24th Mayor of Chicago
- In office May 3, 1865 – December 6, 1869
- Preceded by: Francis Cornwall Sherman
- Succeeded by: Roswell B. Mason

Personal details
- Born: May 28, 1809 Easton, Maryland, U.S.
- Died: December 17, 1874 (aged 65) Chicago, Illinois, U.S.
- Party: Republican
- Spouse: Mary Ann Warren

= John Blake Rice =

American politician

John Blake Rice (May 28, 1809 – December 17, 1874) was an American actor, theatrical producer and politician. He served as the mayor of Chicago, Illinois (1865–1869) as a member of the Republican Party.

==Early life and career==
Rice was born in Easton, Maryland, and made his acting debut in Annapolis in 1829. His first professional role was as Uncle Barnwell in George Lillo's The London Merchant. He toured up and down the East Coast, as well as in the West Indies. While living in Philadelphia, Pennsylvania, he married into a local theatre family. By 1839, he moved his family to Buffalo, New York, where he managed a theatre during the summers. In winter, he managed a theatre in Albany.

Rice arrived in Chicago in 1847 to work as an actor and entertain the politicians at the River and Harbor Convention, Chicago's first national convention. He decided to stay and establish a permanent theater, called Rice's Theater. On July 30, 1850, in the middle of Vincenzo Bellini's opera La Sonnambula, a fire broke out in the theater. Rice addressed the crowds, saying "Sit down. Do you think I would permit a fire to occur in my theater?" The crowd sat, but a prompter stage-whispered to Rice that the theater was on fire and panic ensued. The theater was destroyed, and he lost about $4,000. When a benefit only raised $60, he left Chicago for Milwaukee, Wisconsin.

### [Explore the material]
1. Answer from the John Blake Rice biography:
(a) In what city and year did Rice make his acting debut?
(b) What was Rice's permanent theater in Chicago called?
(c) Who succeeded Rice as mayor of Chicago?
2. Quote the stretch of the John Blake Rice biography from "American politician" through "the Republican Party.".
Rely only on the text above for what follows.

### [Dataset excerpt]
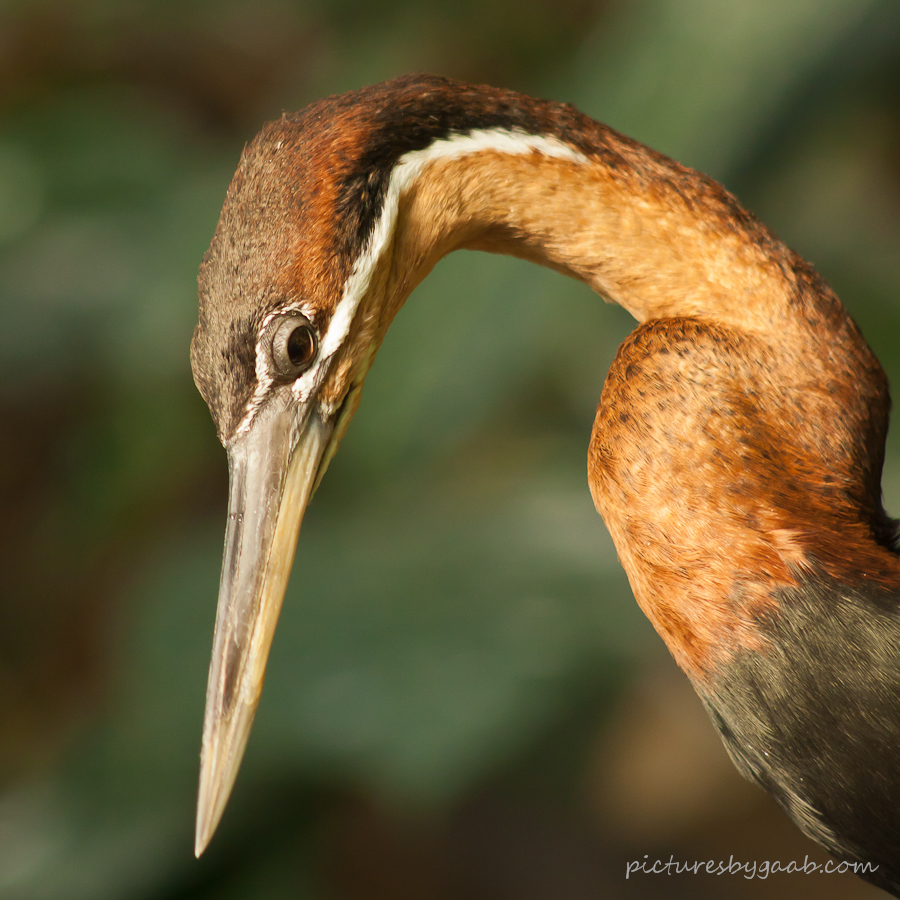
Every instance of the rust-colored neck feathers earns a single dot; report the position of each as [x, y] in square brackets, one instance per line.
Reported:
[740, 435]
[739, 441]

### [Results for the exercise]
1.
(a) Annapolis, in 1829
(b) Rice's Theater
(c) Roswell B. Mason

2.
American politician

John Blake Rice (May 28, 1809 – December 17, 1874) was an American actor, theatrical producer and politician. He served as the mayor of Chicago, Illinois (1865–1869) as a member of the Republican Party.